-- Your instructions --
Once the line containing "of the crowd" is found in the records below, return it and each following line exactly, up to and including the line containing "pixel 290 350", and nothing else.

-- Recorded data --
Content starts
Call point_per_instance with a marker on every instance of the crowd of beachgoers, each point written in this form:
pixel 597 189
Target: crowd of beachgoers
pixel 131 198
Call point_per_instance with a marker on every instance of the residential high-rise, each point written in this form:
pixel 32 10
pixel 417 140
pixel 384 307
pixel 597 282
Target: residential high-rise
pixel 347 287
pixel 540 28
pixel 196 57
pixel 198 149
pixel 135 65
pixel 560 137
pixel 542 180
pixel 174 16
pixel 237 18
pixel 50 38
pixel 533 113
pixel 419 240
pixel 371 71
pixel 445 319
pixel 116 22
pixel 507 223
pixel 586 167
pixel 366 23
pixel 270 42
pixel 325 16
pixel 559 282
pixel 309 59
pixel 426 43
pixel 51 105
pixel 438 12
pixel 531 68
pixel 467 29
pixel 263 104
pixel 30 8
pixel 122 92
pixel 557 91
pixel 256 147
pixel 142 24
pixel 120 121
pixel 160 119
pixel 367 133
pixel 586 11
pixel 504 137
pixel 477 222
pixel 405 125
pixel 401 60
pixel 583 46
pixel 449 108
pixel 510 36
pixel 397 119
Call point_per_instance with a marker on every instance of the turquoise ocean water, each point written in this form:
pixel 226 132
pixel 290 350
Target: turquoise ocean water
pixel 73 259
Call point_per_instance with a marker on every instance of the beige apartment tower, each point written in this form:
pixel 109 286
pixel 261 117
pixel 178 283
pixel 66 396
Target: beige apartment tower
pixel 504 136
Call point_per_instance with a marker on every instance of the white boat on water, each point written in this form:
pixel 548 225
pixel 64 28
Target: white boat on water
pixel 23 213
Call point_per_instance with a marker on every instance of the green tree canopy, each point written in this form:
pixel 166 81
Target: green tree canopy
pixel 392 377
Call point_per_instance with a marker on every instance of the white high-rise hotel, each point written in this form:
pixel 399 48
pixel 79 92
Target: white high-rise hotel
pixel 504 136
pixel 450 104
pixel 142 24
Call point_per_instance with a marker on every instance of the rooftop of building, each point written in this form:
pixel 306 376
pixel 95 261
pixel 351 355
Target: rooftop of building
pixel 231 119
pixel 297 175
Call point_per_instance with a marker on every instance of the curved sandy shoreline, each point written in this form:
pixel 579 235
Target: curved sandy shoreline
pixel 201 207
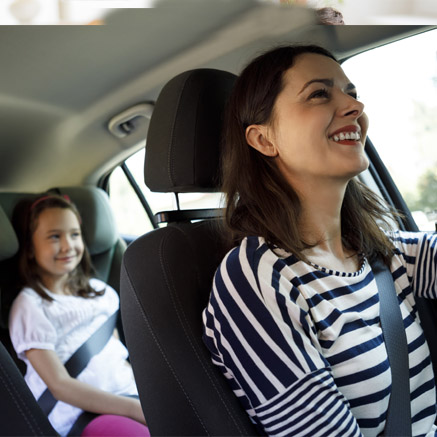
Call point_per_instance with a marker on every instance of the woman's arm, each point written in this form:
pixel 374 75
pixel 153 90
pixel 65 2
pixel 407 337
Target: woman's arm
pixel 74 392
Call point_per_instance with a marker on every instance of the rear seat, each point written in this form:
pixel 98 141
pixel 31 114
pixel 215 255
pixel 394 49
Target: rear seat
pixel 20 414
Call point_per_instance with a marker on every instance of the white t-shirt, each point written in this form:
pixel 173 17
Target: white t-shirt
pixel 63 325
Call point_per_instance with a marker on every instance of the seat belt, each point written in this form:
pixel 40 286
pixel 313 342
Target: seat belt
Content ends
Content starts
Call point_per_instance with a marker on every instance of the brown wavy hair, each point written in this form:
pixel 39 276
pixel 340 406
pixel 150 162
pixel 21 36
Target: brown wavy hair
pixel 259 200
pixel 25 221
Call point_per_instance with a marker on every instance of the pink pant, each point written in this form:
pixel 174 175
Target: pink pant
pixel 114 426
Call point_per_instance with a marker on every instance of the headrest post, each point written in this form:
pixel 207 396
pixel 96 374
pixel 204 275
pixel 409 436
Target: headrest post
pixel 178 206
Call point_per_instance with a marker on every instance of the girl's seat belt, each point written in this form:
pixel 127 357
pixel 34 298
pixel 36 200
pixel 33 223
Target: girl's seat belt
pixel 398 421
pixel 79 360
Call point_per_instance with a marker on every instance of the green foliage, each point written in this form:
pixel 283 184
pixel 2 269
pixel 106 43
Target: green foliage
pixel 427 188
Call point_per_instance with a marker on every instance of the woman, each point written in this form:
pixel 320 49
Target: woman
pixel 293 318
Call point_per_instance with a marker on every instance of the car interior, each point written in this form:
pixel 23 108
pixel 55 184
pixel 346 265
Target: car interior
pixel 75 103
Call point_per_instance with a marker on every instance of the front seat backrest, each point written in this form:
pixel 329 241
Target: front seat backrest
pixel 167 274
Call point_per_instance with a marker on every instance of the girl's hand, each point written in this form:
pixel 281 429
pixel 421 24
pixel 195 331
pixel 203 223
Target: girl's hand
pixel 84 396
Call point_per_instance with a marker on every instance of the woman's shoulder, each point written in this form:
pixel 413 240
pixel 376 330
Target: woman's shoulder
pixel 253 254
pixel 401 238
Content ends
-- Answer to the exercise --
Call point_per_instance with a marker on every instance of the crowd of beachgoers, each point written in this form:
pixel 597 189
Target: crowd of beachgoers
pixel 131 198
Call point_per_instance with a marker on every instance of the residential high-rise, each point written in this form:
pixel 32 10
pixel 417 140
pixel 384 307
pixel 597 282
Target: residential high-rise
pixel 347 287
pixel 540 28
pixel 196 57
pixel 198 149
pixel 135 65
pixel 560 137
pixel 542 180
pixel 174 16
pixel 237 18
pixel 50 38
pixel 533 113
pixel 419 240
pixel 371 71
pixel 445 319
pixel 116 22
pixel 507 223
pixel 586 167
pixel 366 23
pixel 270 42
pixel 325 16
pixel 559 282
pixel 309 59
pixel 426 43
pixel 51 105
pixel 438 12
pixel 531 68
pixel 467 29
pixel 263 104
pixel 30 8
pixel 122 92
pixel 557 91
pixel 256 147
pixel 142 24
pixel 120 121
pixel 160 119
pixel 367 133
pixel 586 11
pixel 504 137
pixel 477 222
pixel 405 125
pixel 401 60
pixel 583 46
pixel 449 108
pixel 510 36
pixel 397 119
Call point_per_instance with a marker on every instance of the turquoise ocean water, each point written in this form:
pixel 226 132
pixel 290 350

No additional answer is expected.